— Description of the task —
If a line holds the word "forested", copy it from the entries.

★ ★ ★ ★

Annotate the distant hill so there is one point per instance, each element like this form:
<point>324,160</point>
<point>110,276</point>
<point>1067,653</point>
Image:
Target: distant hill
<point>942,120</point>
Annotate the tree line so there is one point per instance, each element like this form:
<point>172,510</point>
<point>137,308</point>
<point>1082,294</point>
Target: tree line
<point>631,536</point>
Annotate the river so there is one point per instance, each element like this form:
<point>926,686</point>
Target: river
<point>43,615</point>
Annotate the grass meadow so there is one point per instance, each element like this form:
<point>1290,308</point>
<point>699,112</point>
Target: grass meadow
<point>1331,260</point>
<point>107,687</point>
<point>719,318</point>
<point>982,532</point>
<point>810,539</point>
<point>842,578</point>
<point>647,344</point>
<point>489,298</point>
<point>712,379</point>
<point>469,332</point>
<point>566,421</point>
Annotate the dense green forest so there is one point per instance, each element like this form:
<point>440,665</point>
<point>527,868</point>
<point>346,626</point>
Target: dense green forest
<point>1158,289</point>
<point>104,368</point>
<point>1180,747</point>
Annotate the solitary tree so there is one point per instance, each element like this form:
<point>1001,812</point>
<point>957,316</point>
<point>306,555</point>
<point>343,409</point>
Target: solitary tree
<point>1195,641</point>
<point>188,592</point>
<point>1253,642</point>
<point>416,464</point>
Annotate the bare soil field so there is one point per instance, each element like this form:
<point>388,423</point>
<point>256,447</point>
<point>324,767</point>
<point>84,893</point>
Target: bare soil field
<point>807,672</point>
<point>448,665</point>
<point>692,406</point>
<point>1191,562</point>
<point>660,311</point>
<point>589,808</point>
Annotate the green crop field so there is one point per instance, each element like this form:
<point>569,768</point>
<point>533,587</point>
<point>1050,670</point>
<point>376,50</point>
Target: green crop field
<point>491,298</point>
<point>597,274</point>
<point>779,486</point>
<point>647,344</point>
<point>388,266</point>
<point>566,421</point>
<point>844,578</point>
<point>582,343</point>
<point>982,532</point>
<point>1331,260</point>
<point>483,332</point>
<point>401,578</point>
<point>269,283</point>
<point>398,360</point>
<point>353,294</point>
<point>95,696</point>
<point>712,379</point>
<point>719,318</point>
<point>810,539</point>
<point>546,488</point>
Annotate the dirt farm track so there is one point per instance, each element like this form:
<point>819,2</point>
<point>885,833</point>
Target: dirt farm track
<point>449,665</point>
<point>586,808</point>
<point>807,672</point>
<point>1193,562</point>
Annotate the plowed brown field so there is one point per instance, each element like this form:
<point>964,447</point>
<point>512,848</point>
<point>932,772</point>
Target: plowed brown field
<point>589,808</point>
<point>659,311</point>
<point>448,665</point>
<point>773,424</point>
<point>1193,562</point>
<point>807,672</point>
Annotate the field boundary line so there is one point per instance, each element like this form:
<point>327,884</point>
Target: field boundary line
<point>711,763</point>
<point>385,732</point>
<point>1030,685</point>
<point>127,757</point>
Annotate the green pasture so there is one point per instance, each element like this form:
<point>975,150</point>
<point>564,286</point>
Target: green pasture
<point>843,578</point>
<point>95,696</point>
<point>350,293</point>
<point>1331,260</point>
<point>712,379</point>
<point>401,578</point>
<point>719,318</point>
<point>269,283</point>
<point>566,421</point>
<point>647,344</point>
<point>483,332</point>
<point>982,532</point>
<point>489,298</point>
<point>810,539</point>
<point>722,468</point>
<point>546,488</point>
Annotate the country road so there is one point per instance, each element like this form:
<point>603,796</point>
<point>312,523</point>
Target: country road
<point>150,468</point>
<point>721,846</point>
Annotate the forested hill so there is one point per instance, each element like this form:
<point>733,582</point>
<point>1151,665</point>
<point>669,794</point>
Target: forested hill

★ ★ ★ ★

— Exercise response —
Annotate the forested hill so there is one point per instance, each element like this form:
Target: forested hill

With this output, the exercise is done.